Reputation: 197
I have below mentioned dataset saved in parquet format, wanted to load new data as it comes and update this same file, say for example a new id comes in "3" using UNION i can add that particular new ID, but if same ID surfaces again with latest timestamp in last_updated column i just wanted to keep latest record. How can i achieve this using Apache Spark & Java.
+-------+------------+--------------------+---------+
| id|display_name| last_updated|is_active|
+-------+------------+--------------------+---------+
| 1| John|2018-07-23 08:32:...| true|
| 2| Tony|2018-07-22 20:32:...| true|
+-------+------------+--------------------+---------+
Upvotes: 0
Views: 1356
Reputation: 497
You can get the latest row by last_update column with "group by". For example, after union, you have a dataset like:
+-------+------------+--------------------+---------+
| id|display_name| last_updated|is_active|
+-------+------------+--------------------+---------+
| 1| John|2018-07-23 08:32:...| true|
| 2| Tony|2018-07-22 20:32:...| true|
| 2| Tony|2018-07-22 21:45:...| true|
+-------+------------+--------------------+---------+
Firstly you must load this data set to dataFrame. So, the SQL you should write:
select
t1.id, t1.display_name, t1.last_updated, t1.is_active
from
**your_temp_view** as t1
inner join (
select
id, max(last_updated) as max_last_updated
from
**your_temp_view**
group by id
) as t2 on t1.id = t2.id and t1.last_updated = t2.max_last_updated
Upvotes: 1

################

### Exercise instructions
1 > Copy the entire Spark thread on keeping the latest record per ID, word for word.
2 > Render the lines of the entries as a JSON list of strings, one string per line and blank lines omitted, starting at the line that contains "Target: rubble at base of rock" and ending at the last line of the entries.
The thread and the entries come from unrelated sources.

################

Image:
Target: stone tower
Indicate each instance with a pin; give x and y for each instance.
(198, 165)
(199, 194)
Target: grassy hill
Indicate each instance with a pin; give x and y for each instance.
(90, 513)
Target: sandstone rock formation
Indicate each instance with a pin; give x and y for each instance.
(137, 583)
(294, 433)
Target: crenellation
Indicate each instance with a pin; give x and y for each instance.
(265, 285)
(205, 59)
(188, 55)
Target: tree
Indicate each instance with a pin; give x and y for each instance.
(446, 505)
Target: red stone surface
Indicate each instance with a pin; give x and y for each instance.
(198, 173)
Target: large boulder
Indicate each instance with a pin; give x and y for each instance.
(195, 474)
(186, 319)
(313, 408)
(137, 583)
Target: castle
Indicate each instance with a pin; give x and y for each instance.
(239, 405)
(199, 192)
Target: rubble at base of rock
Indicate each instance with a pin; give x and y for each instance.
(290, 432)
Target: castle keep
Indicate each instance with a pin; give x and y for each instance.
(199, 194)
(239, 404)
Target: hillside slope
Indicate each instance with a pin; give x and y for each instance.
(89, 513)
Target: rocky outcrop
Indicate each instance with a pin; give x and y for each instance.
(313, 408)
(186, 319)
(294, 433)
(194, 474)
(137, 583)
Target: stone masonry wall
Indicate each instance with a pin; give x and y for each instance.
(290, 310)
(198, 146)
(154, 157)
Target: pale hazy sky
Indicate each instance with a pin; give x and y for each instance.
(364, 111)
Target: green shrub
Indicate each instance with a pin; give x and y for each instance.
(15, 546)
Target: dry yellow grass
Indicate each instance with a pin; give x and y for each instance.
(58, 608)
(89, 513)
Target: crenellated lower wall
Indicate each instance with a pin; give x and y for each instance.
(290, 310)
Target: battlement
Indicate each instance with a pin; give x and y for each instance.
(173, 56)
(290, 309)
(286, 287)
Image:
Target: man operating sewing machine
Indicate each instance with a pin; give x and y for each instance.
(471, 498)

################

### Final answers
1 >
Reputation: 197
I have below mentioned dataset saved in parquet format, wanted to load new data as it comes and update this same file, say for example a new id comes in "3" using UNION i can add that particular new ID, but if same ID surfaces again with latest timestamp in last_updated column i just wanted to keep latest record. How can i achieve this using Apache Spark & Java.
+-------+------------+--------------------+---------+
| id|display_name| last_updated|is_active|
+-------+------------+--------------------+---------+
| 1| John|2018-07-23 08:32:...| true|
| 2| Tony|2018-07-22 20:32:...| true|
+-------+------------+--------------------+---------+
Upvotes: 0
Views: 1356
Reputation: 497
You can get the latest row by last_update column with "group by". For example, after union, you have a dataset like:
+-------+------------+--------------------+---------+
| id|display_name| last_updated|is_active|
+-------+------------+--------------------+---------+
| 1| John|2018-07-23 08:32:...| true|
| 2| Tony|2018-07-22 20:32:...| true|
| 2| Tony|2018-07-22 21:45:...| true|
+-------+------------+--------------------+---------+
Firstly you must load this data set to dataFrame. So, the SQL you should write:
select
t1.id, t1.display_name, t1.last_updated, t1.is_active
from
**your_temp_view** as t1
inner join (
select
id, max(last_updated) as max_last_updated
from
**your_temp_view**
group by id
) as t2 on t1.id = t2.id and t1.last_updated = t2.max_last_updated
Upvotes: 1

2 >
[
  "Target: rubble at base of rock",
  "Indicate each instance with a pin; give x and y for each instance.",
  "(290, 432)",
  "Target: castle keep",
  "Indicate each instance with a pin; give x and y for each instance.",
  "(199, 194)",
  "(239, 404)",
  "Target: hillside slope",
  "Indicate each instance with a pin; give x and y for each instance.",
  "(89, 513)",
  "Target: rocky outcrop",
  "Indicate each instance with a pin; give x and y for each instance.",
  "(313, 408)",
  "(186, 319)",
  "(294, 433)",
  "(194, 474)",
  "(137, 583)",
  "Target: stone masonry wall",
  "Indicate each instance with a pin; give x and y for each instance.",
  "(290, 310)",
  "(198, 146)",
  "(154, 157)",
  "Target: pale hazy sky",
  "Indicate each instance with a pin; give x and y for each instance.",
  "(364, 111)",
  "Target: green shrub",
  "Indicate each instance with a pin; give x and y for each instance.",
  "(15, 546)",
  "Target: dry yellow grass",
  "Indicate each instance with a pin; give x and y for each instance.",
  "(58, 608)",
  "(89, 513)",
  "Target: crenellated lower wall",
  "Indicate each instance with a pin; give x and y for each instance.",
  "(290, 310)",
  "Target: battlement",
  "Indicate each instance with a pin; give x and y for each instance.",
  "(173, 56)",
  "(290, 309)",
  "(286, 287)",
  "Image:",
  "Target: man operating sewing machine",
  "Indicate each instance with a pin; give x and y for each instance.",
  "(471, 498)"
]